### [Text provided]
= Beginning of Section =
The two parties were constituents of the United Left Front, which was formed in 1990 to protest against the Panchayat system. The front, along with the Nepali Congress, helped restore multi party democracy in the country after the 1990 revolution. On 6 January 1991, ahead of the 1991 general election, the first parliamentary elections in the country in three decades, the two parties merged to form the Communist Party of Nepal (Unified Marxist–Leninist) with Adhikari serving as the party's first chairman.

=== Post-Jana Andolan (1991–2002) ===
In the 1991 election, the party won 69 out of 205 seats in the House of Representatives and was the second largest parliamentary group. Man Mohan Adhikari was elected as the parliamentary party leader and became the Leader of the Opposition. The fifth party congress was held in Kathmandu in January 1993 and People's Multiparty Democracy was adopted as the party line. The congress also elected Adhikari as the party chairman and Madan Bhandari as the general secretary. Later in the year however, Bhandari along with Jibaraj Ashrit died in a vehicle accident in Chitwan and Madhav Kumar Nepal became general secretary. In November 1993, veteran communist leader Tulsi Lal Amatya's group merged with the party.
= End of Section =
### [Provided data]
= Beginning of Section =
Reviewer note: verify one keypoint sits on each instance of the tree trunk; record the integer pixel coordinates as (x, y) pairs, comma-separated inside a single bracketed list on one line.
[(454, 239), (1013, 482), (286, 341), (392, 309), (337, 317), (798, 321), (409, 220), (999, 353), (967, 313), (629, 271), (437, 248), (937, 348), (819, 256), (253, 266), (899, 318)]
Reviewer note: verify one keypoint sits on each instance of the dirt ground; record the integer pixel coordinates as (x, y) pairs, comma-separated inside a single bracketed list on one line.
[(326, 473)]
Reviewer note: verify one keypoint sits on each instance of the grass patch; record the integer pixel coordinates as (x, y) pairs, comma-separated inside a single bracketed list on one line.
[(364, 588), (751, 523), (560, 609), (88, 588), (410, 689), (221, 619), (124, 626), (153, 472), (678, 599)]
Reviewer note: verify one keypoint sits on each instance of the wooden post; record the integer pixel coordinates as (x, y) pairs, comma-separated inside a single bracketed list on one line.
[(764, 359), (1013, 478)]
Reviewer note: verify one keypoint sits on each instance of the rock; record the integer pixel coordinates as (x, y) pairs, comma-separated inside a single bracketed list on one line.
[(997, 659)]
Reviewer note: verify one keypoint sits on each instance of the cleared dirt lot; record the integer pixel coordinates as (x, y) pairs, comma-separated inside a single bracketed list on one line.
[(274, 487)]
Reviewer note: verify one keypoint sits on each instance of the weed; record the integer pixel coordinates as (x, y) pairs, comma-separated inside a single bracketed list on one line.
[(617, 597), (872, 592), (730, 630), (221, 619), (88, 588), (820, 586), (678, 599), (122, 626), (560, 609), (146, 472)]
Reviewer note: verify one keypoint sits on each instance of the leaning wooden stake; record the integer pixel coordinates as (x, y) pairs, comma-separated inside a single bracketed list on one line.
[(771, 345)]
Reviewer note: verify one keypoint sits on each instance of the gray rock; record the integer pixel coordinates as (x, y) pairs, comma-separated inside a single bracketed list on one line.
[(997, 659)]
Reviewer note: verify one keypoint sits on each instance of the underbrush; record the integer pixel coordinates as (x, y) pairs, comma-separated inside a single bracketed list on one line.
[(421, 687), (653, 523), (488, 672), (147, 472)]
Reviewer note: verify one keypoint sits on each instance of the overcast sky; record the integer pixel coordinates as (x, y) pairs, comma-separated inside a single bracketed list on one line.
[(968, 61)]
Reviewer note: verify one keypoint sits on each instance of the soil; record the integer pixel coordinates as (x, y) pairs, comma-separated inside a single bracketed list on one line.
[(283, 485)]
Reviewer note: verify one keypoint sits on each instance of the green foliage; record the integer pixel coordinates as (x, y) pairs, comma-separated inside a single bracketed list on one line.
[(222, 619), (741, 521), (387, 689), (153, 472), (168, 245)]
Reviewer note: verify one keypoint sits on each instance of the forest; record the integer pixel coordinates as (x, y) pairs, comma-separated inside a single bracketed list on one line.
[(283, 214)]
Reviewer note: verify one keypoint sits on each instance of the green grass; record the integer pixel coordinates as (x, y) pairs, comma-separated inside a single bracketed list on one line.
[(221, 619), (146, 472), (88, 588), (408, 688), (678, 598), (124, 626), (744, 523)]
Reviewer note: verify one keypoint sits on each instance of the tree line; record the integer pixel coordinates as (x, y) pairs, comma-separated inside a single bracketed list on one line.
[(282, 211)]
= End of Section =
### [Task instructions]
[1] Copy the part of the passage on Nepal's Communist Party (Unified Marxist–Leninist) between "The two parties were" and "party's first chairman.", inclusive.
[2] Go on with the history of Nepal's Communist Party (Unified Marxist–Leninist) from the point where it stops.

### [Outputs in order]
[1]
The two parties were constituents of the United Left Front, which was formed in 1990 to protest against the Panchayat system. The front, along with the Nepali Congress, helped restore multi party democracy in the country after the 1990 revolution. On 6 January 1991, ahead of the 1991 general election, the first parliamentary elections in the country in three decades, the two parties merged to form the Communist Party of Nepal (Unified Marxist–Leninist) with Adhikari serving as the party's first chairman.

[2]
Following the 1994 election, the party became the largest parliamentary group, winning 88 out of 205 seats and forming the first CPN (UML) government. Man Mohan Adhikari became prime minister and formed a minority government with the support of Rastriya Prajatantra Party and Nepal Sadbhwana Party, which lasted nine months. Adhikari recommended dissolving the House of Representatives, and called for new elections after losing the support of his coalition partners, but the move was dismissed by the Supreme Court after a legal challenge by Nepali Congress. In 1997, the party supported the minority government of Rastriya Prajatantra Party, which lasted for seven months. Following disagreements about the Mahakali treaty, the party faced a split in March 1998. Bam Dev Gautam reconstituted the CPN (Marxist–Leninist) with 46 MPs from the party. In December 1998, the party supported the Nepali Congress–Nepal Sadbhawana Party government which was created to hold the 1999 election.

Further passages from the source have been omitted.